### Listed records

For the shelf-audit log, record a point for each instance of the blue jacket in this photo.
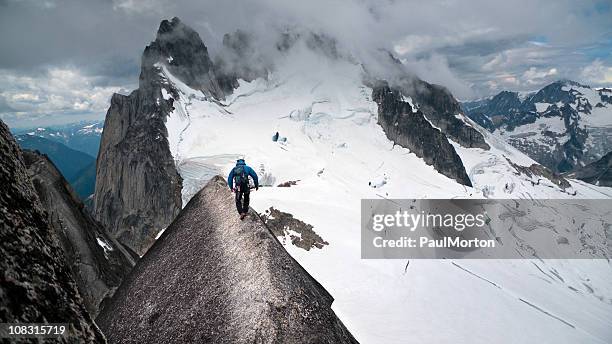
(249, 171)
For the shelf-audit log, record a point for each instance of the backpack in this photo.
(241, 178)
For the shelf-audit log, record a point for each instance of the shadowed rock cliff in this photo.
(36, 284)
(212, 278)
(597, 173)
(409, 128)
(98, 262)
(138, 190)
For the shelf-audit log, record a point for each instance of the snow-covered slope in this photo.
(332, 146)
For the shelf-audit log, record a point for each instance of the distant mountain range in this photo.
(563, 126)
(77, 167)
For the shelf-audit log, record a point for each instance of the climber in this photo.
(240, 174)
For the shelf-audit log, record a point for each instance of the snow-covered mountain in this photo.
(563, 126)
(343, 134)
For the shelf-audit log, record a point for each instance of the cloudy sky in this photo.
(62, 59)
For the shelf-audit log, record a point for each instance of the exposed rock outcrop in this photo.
(36, 284)
(563, 126)
(98, 262)
(211, 278)
(300, 233)
(410, 129)
(597, 173)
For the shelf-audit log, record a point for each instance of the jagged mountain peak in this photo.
(224, 281)
(180, 49)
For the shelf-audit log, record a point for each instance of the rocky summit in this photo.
(563, 126)
(212, 278)
(36, 283)
(408, 127)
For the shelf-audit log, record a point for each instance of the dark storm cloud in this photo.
(475, 48)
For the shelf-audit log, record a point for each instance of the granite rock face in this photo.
(409, 128)
(182, 51)
(138, 189)
(444, 111)
(36, 283)
(212, 278)
(98, 262)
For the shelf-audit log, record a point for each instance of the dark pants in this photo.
(242, 200)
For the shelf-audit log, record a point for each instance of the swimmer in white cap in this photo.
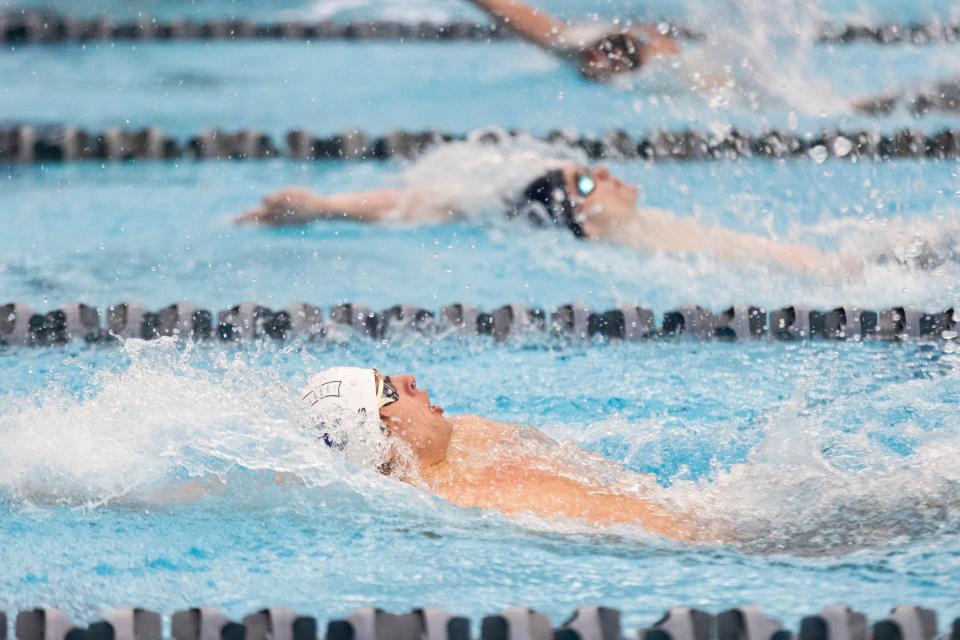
(589, 202)
(473, 462)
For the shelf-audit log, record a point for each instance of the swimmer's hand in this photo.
(289, 207)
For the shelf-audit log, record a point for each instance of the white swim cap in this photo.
(343, 399)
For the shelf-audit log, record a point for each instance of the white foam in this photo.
(166, 423)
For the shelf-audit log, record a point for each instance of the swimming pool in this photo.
(829, 466)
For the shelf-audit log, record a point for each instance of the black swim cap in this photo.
(545, 202)
(621, 49)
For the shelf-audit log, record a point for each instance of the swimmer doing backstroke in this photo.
(599, 53)
(470, 461)
(589, 202)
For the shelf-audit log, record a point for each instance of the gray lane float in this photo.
(21, 325)
(835, 622)
(34, 27)
(29, 144)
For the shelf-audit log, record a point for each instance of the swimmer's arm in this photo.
(546, 494)
(532, 24)
(297, 205)
(660, 231)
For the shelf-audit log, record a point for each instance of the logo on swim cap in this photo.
(341, 399)
(326, 390)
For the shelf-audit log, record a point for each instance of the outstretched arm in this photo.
(654, 230)
(534, 25)
(298, 205)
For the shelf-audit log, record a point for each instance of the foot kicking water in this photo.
(473, 462)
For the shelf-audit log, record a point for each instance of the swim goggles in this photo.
(386, 393)
(585, 184)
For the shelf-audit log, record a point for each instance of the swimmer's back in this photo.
(490, 466)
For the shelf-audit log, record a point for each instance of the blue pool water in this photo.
(828, 470)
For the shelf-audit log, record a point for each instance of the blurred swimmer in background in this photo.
(473, 462)
(589, 202)
(599, 52)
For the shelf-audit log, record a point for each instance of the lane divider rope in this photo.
(43, 27)
(833, 622)
(20, 325)
(25, 143)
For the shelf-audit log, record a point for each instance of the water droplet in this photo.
(819, 154)
(842, 146)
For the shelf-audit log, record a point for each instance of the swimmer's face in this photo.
(612, 199)
(417, 422)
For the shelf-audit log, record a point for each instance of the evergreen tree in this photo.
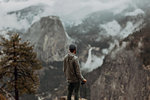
(18, 67)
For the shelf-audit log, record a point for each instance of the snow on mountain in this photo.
(135, 12)
(20, 14)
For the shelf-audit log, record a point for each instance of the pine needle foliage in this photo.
(18, 66)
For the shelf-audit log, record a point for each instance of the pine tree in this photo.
(18, 67)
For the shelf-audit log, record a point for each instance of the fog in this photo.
(71, 11)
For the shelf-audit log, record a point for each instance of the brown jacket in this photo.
(71, 68)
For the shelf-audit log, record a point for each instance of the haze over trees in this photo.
(18, 67)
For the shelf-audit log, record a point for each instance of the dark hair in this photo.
(72, 48)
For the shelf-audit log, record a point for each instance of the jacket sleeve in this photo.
(78, 72)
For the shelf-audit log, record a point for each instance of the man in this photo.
(72, 72)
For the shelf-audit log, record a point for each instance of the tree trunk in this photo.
(16, 89)
(15, 74)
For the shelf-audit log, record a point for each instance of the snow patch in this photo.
(111, 28)
(92, 62)
(135, 13)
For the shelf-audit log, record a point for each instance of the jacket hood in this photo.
(70, 56)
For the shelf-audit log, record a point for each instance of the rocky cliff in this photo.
(125, 73)
(49, 38)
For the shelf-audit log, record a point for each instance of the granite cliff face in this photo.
(125, 73)
(49, 38)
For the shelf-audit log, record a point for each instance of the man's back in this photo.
(72, 68)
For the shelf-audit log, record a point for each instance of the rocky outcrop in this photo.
(122, 78)
(125, 73)
(49, 38)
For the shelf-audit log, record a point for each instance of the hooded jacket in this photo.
(71, 68)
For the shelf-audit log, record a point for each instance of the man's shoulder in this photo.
(75, 57)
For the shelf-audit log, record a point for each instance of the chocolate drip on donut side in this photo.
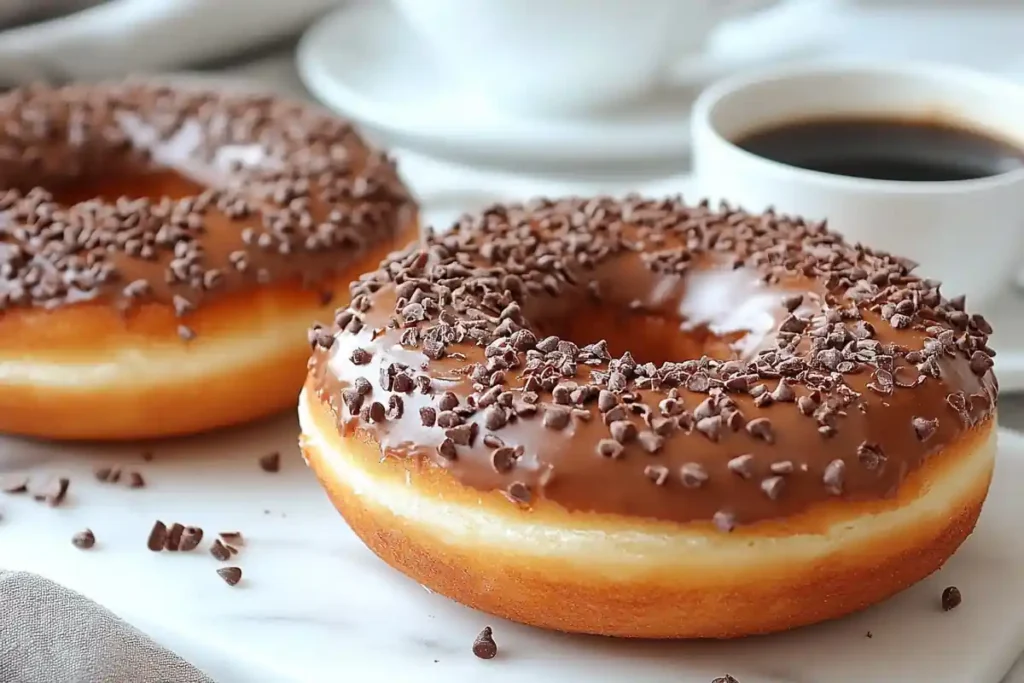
(134, 193)
(817, 370)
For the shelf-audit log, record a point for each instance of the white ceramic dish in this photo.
(366, 63)
(120, 36)
(315, 605)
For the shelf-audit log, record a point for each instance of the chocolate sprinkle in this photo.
(835, 477)
(84, 540)
(270, 462)
(220, 551)
(484, 646)
(190, 539)
(805, 409)
(157, 537)
(231, 575)
(13, 483)
(950, 598)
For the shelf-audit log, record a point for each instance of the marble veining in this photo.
(315, 605)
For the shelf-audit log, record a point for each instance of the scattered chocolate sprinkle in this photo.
(609, 447)
(761, 428)
(173, 540)
(270, 462)
(517, 492)
(484, 646)
(219, 551)
(772, 486)
(693, 475)
(710, 427)
(190, 539)
(503, 459)
(428, 416)
(623, 431)
(556, 417)
(870, 456)
(13, 483)
(650, 441)
(446, 450)
(925, 428)
(742, 465)
(950, 598)
(463, 294)
(792, 302)
(724, 521)
(157, 537)
(231, 537)
(835, 476)
(656, 473)
(231, 575)
(84, 540)
(53, 492)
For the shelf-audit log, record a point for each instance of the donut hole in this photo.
(649, 337)
(122, 183)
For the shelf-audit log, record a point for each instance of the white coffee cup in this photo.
(558, 56)
(967, 233)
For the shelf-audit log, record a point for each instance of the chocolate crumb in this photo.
(53, 493)
(270, 462)
(761, 428)
(231, 575)
(950, 598)
(503, 459)
(609, 447)
(84, 540)
(623, 431)
(428, 416)
(173, 540)
(232, 537)
(556, 417)
(742, 465)
(219, 551)
(650, 441)
(158, 536)
(484, 646)
(835, 476)
(190, 539)
(772, 486)
(13, 483)
(693, 475)
(925, 428)
(656, 473)
(517, 492)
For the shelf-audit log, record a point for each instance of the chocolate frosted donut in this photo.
(161, 248)
(646, 419)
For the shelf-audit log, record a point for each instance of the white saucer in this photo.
(1007, 317)
(365, 62)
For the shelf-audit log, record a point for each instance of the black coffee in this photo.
(886, 148)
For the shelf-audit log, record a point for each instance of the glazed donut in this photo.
(645, 419)
(162, 251)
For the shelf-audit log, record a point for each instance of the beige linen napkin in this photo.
(49, 634)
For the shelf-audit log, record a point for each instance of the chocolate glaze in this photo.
(844, 425)
(136, 193)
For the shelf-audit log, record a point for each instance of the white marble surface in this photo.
(315, 605)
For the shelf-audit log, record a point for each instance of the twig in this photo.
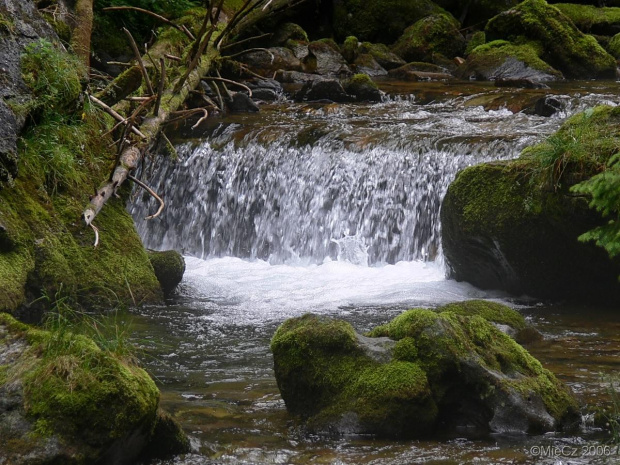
(250, 50)
(206, 115)
(115, 115)
(160, 90)
(150, 191)
(96, 235)
(221, 79)
(249, 39)
(136, 52)
(154, 15)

######

Instruction:
Repeat exactly the lines in the entries from the one containing "scattered chocolate sprinkle in this photo." to the final line, inclusive, and nothing beyond them; skip pictures.

Worked answer:
For the shelf-audit log, record a point for each instance of the scattered chocolate sprinkle in this photo.
(609, 447)
(761, 428)
(173, 540)
(270, 462)
(517, 492)
(484, 646)
(219, 551)
(772, 486)
(693, 475)
(710, 427)
(190, 539)
(503, 459)
(428, 416)
(623, 431)
(556, 417)
(870, 456)
(13, 483)
(650, 441)
(446, 450)
(925, 428)
(742, 465)
(950, 598)
(463, 294)
(792, 302)
(724, 521)
(157, 537)
(231, 537)
(835, 476)
(656, 473)
(231, 575)
(84, 540)
(53, 492)
For the shelf-audit log, record a point for each instance of the donut hole in this photo.
(649, 337)
(122, 183)
For the shelf-audit log, record a point for each instance of the white coffee cup in this photo.
(558, 56)
(967, 233)
For the shelf-audit log, record a point for each instance of the chocolate crumb in this photo.
(53, 493)
(270, 462)
(761, 428)
(231, 575)
(950, 598)
(503, 459)
(609, 447)
(84, 540)
(623, 431)
(428, 416)
(173, 540)
(232, 537)
(556, 417)
(742, 465)
(219, 551)
(650, 441)
(158, 536)
(484, 646)
(835, 476)
(190, 539)
(772, 486)
(13, 483)
(693, 475)
(925, 428)
(656, 473)
(517, 492)
For the shelf-audit log, record a point for each instance of the chocolate frosted donut in this photo.
(161, 248)
(646, 419)
For the shelf-audit log, record a point for each instance of the white saucer in this photo.
(1007, 317)
(365, 62)
For the shelf-audit log, record a point for each instance of the black coffee in this photo.
(886, 148)
For the shelf-audit log, record a point for each instance of the glazed donut in this photo.
(645, 419)
(162, 251)
For the shelf-audit log, record a point for each instance of the beige linen napkin in this photo.
(49, 634)
For the shelf-audit log, record a point for each instance of the chocolate glaze in this photo.
(844, 425)
(136, 193)
For the shelf-audit log, record a point for each instance of the white marble surface in this photo.
(315, 605)
For the shelf-audit log, record a point for each instance of the twig in this photo.
(250, 50)
(206, 115)
(115, 115)
(160, 90)
(150, 191)
(96, 235)
(221, 79)
(249, 39)
(136, 52)
(154, 15)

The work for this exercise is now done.